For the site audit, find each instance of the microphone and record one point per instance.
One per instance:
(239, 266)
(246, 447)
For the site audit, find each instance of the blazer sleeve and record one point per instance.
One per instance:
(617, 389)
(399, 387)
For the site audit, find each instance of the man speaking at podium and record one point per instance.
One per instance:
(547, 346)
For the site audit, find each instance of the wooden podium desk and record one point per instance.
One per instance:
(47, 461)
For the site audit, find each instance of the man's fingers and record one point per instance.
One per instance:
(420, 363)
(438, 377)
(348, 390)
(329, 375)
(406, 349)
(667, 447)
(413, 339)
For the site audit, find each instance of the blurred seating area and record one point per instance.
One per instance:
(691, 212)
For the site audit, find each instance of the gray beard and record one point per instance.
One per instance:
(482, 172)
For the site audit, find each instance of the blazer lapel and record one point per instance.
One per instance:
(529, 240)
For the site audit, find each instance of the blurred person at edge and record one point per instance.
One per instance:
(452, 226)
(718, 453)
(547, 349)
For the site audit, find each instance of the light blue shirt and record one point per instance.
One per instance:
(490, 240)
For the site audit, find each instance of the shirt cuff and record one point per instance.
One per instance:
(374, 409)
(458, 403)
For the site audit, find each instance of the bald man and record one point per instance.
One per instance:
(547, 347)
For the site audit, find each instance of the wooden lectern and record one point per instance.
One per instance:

GOAL OF THE EXERCISE - Output exactly, and only, the lines running from the one that contains "For the site audit, find each instance of the bald" through the last line of the entries above.

RESULT OF THIS TASK -
For the site audit, find each instance of the bald man and record one point per instance.
One per instance:
(547, 347)
For the site audit, find each instance of the wooden lectern and record one point per instance.
One per instance:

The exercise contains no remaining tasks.